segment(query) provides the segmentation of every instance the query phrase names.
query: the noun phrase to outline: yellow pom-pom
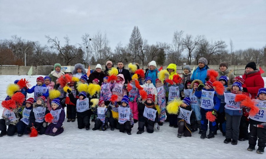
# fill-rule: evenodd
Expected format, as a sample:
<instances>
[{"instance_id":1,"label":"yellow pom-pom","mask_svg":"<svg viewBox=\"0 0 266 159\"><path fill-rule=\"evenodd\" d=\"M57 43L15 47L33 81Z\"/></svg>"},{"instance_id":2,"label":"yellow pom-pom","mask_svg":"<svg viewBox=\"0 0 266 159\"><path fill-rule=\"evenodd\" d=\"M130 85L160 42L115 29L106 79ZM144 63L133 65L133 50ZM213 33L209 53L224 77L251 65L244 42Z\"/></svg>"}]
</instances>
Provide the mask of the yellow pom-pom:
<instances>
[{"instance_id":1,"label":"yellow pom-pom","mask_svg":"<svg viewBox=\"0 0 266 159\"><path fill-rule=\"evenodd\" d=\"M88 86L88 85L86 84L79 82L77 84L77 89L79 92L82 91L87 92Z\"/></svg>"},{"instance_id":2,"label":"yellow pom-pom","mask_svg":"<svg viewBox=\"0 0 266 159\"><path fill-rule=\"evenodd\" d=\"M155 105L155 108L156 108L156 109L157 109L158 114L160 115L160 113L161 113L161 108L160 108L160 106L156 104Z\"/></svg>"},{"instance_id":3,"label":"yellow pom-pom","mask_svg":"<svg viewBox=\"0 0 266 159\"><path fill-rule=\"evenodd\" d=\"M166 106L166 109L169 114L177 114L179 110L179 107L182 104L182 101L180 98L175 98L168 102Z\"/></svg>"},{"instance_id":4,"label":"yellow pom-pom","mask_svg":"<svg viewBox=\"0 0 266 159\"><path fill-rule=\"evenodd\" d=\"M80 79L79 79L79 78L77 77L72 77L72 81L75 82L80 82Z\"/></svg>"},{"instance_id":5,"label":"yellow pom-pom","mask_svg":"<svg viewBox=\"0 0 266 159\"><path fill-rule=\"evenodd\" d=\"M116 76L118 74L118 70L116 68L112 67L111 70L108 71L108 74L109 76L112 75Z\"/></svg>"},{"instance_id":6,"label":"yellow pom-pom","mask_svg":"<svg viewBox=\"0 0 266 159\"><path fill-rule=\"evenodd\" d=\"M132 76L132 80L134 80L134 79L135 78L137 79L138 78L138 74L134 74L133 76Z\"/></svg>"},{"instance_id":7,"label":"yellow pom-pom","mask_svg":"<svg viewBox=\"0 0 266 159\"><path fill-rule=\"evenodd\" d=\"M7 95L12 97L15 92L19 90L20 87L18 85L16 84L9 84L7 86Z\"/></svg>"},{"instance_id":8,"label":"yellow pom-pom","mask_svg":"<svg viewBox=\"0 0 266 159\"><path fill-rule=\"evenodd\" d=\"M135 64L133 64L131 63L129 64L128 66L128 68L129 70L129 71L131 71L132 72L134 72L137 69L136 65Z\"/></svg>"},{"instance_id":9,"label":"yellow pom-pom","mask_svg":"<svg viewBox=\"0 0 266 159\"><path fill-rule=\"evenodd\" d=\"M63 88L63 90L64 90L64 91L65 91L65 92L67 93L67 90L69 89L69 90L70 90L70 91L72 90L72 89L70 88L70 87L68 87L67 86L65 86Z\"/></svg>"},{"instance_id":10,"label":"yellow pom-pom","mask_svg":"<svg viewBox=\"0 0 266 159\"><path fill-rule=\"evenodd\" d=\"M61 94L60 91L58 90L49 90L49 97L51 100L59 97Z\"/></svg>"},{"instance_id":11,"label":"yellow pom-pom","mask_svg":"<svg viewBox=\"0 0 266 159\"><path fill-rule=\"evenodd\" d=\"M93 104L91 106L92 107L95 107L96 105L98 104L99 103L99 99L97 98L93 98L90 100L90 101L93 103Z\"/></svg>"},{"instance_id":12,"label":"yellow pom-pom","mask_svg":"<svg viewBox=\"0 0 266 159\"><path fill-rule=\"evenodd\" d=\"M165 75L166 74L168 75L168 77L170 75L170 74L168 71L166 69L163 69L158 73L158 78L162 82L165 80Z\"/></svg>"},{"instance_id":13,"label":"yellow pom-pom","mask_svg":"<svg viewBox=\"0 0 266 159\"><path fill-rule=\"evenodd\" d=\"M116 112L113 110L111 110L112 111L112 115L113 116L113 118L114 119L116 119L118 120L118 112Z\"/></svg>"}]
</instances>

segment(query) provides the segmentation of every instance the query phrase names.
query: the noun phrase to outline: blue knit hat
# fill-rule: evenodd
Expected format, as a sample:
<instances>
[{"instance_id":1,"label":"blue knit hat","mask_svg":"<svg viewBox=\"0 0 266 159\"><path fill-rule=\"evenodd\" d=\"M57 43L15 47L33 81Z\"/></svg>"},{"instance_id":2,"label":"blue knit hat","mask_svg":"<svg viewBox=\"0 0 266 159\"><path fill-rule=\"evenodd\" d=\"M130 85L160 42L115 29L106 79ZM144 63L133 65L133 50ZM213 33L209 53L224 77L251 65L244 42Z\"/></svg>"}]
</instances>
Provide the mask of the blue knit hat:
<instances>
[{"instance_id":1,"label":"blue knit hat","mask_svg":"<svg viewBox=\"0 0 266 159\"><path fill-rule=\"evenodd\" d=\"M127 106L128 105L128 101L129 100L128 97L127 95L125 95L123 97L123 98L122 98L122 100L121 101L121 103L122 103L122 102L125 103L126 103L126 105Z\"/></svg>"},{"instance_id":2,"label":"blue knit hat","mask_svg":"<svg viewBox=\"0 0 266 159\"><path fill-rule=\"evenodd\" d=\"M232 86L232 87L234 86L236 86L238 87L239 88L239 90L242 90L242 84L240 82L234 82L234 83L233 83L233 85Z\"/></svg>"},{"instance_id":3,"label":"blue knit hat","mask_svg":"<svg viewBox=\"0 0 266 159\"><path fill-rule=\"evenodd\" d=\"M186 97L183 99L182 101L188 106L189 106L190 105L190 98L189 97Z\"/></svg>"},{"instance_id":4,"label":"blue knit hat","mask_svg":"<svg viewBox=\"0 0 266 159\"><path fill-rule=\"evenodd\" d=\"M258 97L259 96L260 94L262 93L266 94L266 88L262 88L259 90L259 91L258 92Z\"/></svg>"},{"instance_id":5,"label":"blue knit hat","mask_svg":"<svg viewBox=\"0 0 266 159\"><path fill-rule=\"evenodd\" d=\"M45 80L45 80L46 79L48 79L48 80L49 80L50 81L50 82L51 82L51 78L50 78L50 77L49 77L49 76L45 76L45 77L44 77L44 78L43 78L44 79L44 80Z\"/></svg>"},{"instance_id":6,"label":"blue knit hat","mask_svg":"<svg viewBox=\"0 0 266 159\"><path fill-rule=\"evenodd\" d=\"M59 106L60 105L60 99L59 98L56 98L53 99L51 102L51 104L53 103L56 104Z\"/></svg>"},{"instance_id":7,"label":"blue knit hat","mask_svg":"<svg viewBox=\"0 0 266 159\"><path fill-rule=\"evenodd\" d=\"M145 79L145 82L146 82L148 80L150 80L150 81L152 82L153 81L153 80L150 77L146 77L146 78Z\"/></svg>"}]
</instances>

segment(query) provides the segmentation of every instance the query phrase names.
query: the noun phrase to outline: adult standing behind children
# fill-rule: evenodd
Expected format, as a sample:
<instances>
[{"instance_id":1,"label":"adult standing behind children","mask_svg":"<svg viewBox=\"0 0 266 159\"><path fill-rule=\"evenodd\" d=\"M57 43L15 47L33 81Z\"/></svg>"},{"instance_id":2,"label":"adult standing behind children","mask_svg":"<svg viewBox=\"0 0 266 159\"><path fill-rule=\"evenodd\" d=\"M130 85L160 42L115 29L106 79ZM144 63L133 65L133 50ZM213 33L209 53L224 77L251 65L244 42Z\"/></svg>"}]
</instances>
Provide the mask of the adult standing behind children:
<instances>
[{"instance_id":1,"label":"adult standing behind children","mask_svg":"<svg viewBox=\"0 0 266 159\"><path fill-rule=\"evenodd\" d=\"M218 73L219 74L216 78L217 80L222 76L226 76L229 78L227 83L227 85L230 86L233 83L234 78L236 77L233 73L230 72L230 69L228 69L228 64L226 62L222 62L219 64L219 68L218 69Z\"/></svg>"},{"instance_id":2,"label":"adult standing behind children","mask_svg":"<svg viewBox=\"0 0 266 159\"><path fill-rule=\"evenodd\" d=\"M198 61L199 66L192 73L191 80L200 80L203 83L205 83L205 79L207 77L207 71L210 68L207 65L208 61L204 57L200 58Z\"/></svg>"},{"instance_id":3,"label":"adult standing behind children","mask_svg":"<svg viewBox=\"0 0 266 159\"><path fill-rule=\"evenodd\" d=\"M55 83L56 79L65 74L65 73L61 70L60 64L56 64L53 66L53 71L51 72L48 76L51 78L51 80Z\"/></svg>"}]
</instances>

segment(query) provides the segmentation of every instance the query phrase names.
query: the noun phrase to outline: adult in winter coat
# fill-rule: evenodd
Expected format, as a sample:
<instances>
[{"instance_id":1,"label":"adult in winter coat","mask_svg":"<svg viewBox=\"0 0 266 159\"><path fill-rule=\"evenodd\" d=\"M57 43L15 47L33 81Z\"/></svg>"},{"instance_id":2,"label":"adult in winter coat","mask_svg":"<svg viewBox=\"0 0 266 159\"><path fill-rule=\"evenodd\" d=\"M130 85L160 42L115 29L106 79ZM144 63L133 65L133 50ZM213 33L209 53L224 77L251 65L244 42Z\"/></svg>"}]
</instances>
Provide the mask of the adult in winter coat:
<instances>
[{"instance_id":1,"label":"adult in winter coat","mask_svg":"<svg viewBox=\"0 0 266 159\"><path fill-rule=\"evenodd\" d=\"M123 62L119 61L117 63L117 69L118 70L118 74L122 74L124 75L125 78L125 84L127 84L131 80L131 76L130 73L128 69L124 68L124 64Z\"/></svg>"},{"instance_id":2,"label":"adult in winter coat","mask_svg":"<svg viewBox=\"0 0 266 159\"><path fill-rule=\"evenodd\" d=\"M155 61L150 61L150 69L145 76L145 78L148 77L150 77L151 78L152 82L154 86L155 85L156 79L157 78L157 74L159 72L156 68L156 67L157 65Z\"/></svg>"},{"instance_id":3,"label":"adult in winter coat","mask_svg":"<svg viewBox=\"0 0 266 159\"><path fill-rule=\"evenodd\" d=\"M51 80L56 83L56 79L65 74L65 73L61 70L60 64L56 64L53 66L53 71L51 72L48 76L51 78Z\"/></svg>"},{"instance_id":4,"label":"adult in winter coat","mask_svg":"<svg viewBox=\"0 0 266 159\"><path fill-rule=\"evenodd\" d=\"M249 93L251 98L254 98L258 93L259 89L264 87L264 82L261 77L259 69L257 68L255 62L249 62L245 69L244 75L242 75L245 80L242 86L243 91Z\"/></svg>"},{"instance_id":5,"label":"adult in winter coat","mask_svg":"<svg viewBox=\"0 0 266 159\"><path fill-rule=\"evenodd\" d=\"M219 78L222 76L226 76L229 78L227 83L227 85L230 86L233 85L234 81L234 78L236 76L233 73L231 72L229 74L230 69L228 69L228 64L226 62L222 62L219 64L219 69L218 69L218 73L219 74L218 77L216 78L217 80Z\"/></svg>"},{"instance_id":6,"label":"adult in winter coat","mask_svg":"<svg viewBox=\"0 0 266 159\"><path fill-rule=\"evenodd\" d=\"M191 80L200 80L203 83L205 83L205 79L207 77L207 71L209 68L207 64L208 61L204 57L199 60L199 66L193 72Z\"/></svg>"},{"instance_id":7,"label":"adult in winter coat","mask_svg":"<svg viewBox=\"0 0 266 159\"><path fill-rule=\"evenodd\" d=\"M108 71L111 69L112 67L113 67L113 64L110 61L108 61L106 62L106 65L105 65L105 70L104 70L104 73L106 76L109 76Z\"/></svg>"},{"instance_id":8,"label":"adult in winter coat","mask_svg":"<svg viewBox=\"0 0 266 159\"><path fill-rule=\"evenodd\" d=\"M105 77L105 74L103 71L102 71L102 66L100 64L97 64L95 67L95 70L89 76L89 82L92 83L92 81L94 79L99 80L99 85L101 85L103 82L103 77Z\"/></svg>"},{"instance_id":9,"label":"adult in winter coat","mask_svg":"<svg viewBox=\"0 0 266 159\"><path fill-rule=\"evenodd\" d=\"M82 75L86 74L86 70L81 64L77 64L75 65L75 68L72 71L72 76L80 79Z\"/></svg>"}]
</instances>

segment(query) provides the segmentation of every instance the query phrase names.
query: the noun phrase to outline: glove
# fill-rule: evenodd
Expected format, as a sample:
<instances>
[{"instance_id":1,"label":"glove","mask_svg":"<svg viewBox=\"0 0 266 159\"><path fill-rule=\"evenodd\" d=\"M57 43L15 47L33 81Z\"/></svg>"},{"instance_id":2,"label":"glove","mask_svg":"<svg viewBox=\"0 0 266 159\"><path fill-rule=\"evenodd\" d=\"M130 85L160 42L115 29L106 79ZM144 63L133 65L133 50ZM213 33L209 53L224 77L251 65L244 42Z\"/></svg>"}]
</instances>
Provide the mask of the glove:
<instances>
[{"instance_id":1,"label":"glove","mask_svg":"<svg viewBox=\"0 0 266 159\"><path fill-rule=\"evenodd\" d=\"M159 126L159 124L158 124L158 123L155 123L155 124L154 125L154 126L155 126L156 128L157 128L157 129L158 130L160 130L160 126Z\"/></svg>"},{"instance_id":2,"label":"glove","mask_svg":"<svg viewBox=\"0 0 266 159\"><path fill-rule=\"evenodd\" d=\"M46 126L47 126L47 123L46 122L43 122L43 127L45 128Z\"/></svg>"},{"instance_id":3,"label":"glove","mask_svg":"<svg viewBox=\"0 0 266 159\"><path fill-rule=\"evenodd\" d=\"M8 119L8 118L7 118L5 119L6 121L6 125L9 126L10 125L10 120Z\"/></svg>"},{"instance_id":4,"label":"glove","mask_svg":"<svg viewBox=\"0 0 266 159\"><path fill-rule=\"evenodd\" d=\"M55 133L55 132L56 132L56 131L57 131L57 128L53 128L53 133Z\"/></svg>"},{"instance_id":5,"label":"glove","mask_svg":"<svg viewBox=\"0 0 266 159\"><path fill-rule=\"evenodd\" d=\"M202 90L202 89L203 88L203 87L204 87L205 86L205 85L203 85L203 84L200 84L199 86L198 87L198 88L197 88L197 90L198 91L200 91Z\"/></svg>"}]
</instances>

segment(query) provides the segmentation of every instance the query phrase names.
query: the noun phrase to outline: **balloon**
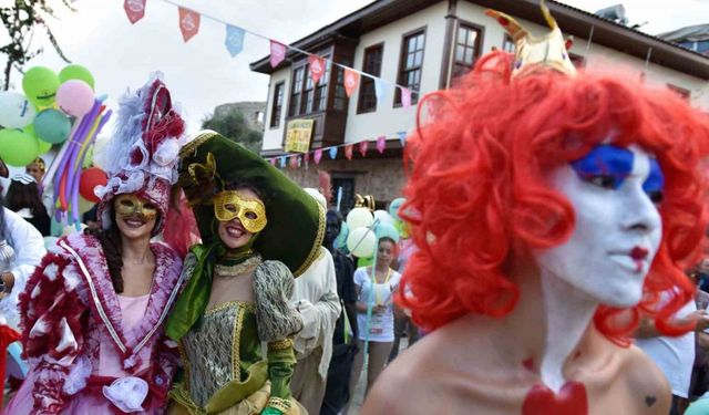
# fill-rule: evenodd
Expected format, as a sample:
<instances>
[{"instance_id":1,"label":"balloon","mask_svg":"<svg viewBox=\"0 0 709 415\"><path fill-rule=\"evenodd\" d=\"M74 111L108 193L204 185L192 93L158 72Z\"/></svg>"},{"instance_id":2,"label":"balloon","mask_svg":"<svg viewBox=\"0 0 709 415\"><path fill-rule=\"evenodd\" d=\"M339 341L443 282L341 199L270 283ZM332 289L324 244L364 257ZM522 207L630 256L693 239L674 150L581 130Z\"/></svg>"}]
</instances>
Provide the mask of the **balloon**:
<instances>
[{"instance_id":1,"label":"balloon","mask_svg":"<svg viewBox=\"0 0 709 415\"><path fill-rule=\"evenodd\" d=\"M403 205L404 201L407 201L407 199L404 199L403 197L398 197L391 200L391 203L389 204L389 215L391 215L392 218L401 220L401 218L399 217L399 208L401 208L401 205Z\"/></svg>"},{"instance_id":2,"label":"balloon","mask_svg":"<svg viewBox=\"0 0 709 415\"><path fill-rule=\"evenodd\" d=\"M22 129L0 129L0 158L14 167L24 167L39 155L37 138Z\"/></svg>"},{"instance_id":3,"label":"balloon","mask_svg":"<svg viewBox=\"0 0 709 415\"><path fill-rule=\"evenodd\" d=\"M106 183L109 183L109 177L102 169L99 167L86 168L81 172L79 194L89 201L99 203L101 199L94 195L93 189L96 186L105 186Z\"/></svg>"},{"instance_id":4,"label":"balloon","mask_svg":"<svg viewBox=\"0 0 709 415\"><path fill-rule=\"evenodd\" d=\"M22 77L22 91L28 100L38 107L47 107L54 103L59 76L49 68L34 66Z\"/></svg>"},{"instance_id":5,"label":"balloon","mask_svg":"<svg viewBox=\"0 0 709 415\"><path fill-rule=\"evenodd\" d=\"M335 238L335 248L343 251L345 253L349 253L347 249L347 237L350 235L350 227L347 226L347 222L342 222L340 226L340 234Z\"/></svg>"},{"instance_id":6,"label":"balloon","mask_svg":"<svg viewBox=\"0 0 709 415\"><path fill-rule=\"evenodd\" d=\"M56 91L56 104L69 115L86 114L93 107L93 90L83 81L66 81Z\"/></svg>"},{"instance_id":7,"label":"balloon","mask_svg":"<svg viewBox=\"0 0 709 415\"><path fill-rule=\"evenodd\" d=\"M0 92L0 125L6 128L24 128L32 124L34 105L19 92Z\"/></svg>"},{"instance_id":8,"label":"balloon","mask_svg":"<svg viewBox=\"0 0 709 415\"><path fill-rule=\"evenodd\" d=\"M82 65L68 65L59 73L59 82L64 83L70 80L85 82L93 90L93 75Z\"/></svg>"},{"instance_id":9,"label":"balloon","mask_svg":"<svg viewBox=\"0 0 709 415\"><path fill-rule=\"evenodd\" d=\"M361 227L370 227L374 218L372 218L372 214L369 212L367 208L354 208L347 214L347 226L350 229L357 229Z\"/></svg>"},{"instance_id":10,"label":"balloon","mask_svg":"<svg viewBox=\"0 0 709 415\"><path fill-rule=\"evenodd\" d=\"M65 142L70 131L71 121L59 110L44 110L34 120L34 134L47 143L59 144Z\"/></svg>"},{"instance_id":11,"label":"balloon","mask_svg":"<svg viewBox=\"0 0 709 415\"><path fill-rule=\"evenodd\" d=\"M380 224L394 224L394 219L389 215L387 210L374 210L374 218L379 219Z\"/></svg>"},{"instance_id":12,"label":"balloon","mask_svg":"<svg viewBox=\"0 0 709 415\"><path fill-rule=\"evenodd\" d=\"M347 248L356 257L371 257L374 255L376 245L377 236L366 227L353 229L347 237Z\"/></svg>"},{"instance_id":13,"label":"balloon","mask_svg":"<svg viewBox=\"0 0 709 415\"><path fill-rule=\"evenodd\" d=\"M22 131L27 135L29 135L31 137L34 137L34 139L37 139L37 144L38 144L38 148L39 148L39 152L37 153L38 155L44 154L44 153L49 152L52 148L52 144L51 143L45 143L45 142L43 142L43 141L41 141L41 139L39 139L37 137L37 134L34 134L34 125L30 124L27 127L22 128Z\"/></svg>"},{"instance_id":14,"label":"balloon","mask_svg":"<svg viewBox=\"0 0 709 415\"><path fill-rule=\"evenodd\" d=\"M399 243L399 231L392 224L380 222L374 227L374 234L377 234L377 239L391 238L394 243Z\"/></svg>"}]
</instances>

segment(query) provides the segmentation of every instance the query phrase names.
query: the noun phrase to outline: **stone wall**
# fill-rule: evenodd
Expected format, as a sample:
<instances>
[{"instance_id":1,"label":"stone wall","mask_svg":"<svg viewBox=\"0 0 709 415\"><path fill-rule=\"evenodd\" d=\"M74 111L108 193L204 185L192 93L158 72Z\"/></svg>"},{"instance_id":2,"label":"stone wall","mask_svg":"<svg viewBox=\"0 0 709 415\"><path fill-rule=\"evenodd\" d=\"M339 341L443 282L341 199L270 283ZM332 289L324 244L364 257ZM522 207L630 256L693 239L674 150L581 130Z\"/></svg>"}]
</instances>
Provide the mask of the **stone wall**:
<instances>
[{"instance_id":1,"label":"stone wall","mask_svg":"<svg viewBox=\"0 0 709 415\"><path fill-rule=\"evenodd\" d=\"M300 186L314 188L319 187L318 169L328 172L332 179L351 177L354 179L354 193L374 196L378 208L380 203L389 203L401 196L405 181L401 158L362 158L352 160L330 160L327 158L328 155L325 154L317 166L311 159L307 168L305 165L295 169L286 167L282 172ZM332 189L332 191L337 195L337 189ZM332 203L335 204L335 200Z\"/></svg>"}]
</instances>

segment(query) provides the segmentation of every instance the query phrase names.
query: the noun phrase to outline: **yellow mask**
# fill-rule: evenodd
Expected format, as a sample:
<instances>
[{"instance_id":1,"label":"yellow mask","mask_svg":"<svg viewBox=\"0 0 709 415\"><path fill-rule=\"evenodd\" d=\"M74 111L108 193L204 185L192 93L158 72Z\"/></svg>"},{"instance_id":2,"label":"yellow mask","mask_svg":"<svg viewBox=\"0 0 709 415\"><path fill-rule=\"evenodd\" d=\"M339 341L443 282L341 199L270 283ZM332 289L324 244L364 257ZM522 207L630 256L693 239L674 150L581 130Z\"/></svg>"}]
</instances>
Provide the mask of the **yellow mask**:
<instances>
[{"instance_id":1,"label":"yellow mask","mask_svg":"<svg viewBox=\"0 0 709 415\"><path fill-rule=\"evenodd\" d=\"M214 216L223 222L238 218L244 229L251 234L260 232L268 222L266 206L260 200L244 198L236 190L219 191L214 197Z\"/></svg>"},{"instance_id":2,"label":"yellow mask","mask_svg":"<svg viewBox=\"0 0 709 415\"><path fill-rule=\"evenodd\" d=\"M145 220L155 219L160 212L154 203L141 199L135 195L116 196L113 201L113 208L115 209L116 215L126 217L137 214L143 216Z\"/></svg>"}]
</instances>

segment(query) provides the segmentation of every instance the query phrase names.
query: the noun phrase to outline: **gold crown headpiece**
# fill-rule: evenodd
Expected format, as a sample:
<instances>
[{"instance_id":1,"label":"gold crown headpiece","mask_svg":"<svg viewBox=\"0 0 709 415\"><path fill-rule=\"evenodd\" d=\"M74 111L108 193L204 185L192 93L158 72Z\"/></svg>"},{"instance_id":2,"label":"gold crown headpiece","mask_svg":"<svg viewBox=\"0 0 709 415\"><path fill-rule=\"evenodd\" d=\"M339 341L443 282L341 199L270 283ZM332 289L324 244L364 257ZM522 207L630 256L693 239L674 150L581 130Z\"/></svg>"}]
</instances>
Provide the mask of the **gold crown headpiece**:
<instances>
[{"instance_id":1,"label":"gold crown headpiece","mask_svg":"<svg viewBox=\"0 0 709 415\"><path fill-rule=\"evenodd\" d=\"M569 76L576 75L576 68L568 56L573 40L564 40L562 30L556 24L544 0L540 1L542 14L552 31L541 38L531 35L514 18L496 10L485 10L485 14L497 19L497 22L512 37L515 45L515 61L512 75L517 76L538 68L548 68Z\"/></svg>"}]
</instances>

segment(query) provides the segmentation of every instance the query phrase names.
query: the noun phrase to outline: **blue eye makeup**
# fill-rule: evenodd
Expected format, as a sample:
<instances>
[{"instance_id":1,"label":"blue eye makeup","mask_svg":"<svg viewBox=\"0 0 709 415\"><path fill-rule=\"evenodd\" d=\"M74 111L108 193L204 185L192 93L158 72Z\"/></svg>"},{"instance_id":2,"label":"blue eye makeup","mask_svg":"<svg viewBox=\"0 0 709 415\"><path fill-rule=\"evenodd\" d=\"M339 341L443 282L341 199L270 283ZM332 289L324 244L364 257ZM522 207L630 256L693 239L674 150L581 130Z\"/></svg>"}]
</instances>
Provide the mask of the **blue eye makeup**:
____
## Required task
Extract each line in the data above that contains the string "behind", treating uppercase and lowercase letters as different.

## Answer
query: the noun phrase to outline: adult standing behind children
[{"instance_id":1,"label":"adult standing behind children","mask_svg":"<svg viewBox=\"0 0 266 159\"><path fill-rule=\"evenodd\" d=\"M57 43L15 47L33 81Z\"/></svg>"},{"instance_id":2,"label":"adult standing behind children","mask_svg":"<svg viewBox=\"0 0 266 159\"><path fill-rule=\"evenodd\" d=\"M130 85L160 42L115 29L106 79ZM144 63L133 65L133 50ZM213 33L209 53L224 77L251 65L244 42Z\"/></svg>"}]
Provide the mask of the adult standing behind children:
[{"instance_id":1,"label":"adult standing behind children","mask_svg":"<svg viewBox=\"0 0 266 159\"><path fill-rule=\"evenodd\" d=\"M218 73L219 74L216 78L217 80L222 76L226 76L229 78L227 83L227 85L230 86L233 83L234 78L236 77L233 73L230 72L230 69L228 69L228 64L226 62L222 62L219 64L219 68L218 69Z\"/></svg>"},{"instance_id":2,"label":"adult standing behind children","mask_svg":"<svg viewBox=\"0 0 266 159\"><path fill-rule=\"evenodd\" d=\"M198 61L199 66L192 73L191 80L200 80L203 83L205 83L205 79L207 77L207 71L210 68L207 65L208 61L204 57L200 58Z\"/></svg>"},{"instance_id":3,"label":"adult standing behind children","mask_svg":"<svg viewBox=\"0 0 266 159\"><path fill-rule=\"evenodd\" d=\"M55 83L56 79L65 74L65 73L61 70L60 64L56 64L53 66L53 71L51 72L48 76L51 78L51 80Z\"/></svg>"}]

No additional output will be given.